* PROBLEM STATEMENT:
Rewrite only the stretch from the row containing "Could you please locate the scaly" through the last row below as a numbered list, leaving out any blank lines.

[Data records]
_ _ _ _
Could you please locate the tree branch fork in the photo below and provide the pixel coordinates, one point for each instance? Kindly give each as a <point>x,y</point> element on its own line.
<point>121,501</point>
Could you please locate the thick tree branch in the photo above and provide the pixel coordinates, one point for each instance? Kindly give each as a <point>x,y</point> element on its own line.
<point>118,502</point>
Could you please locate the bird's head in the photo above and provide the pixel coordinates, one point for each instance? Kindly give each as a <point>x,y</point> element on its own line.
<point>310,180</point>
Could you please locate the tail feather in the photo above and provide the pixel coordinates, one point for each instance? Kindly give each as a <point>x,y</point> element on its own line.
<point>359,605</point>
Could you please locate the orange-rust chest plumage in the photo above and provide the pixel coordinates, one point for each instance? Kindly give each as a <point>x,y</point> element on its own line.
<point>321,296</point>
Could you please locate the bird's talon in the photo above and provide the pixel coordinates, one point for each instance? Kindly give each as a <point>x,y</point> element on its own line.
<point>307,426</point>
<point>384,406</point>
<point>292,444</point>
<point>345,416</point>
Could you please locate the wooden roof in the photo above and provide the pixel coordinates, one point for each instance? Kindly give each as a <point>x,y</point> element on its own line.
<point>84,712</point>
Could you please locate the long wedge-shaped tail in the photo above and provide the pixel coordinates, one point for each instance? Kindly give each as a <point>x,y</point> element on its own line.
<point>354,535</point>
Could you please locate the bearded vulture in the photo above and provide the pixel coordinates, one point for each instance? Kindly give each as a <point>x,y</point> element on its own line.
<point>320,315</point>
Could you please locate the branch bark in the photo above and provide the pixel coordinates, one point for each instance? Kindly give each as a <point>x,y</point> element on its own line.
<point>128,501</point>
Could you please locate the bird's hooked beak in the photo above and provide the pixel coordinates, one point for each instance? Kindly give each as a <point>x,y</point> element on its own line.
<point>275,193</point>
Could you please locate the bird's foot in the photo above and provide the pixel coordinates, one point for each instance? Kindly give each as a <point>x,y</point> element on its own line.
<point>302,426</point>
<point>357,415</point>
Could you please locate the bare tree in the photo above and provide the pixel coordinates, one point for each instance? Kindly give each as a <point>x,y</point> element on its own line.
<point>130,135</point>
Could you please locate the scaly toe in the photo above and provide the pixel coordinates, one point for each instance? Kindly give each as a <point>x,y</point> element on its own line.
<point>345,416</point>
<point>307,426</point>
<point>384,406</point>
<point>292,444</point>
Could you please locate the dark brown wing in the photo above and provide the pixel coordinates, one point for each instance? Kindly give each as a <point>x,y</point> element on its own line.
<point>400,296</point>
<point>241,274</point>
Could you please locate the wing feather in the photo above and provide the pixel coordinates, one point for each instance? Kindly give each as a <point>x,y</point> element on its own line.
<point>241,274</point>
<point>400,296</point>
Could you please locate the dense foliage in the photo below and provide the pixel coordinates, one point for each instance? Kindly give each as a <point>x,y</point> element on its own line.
_ _ _ _
* WRITTEN ANSWER:
1. Could you please locate the scaly toe in the photo above and provide the pixel coordinates, one point for each instance? Kindly give each as a <point>x,y</point> element on its own line.
2. <point>345,416</point>
3. <point>307,426</point>
4. <point>384,406</point>
5. <point>292,444</point>
6. Could you please locate the dark brown wing in the photo above and provide the pixel coordinates, one point for each instance? Kindly give each as a <point>x,y</point> element on its own line.
7. <point>400,296</point>
8. <point>241,274</point>
9. Could you please locate the wing feather in the photo above and provide the pixel coordinates, one point for each instance? Kindly give each as a <point>x,y</point> element on its own line.
10. <point>241,274</point>
11. <point>400,296</point>
12. Could you please locate the dense foliage in the photo below and provide the pixel coordinates, one point for each instance? Kindly give each as a <point>x,y</point> element on its own line.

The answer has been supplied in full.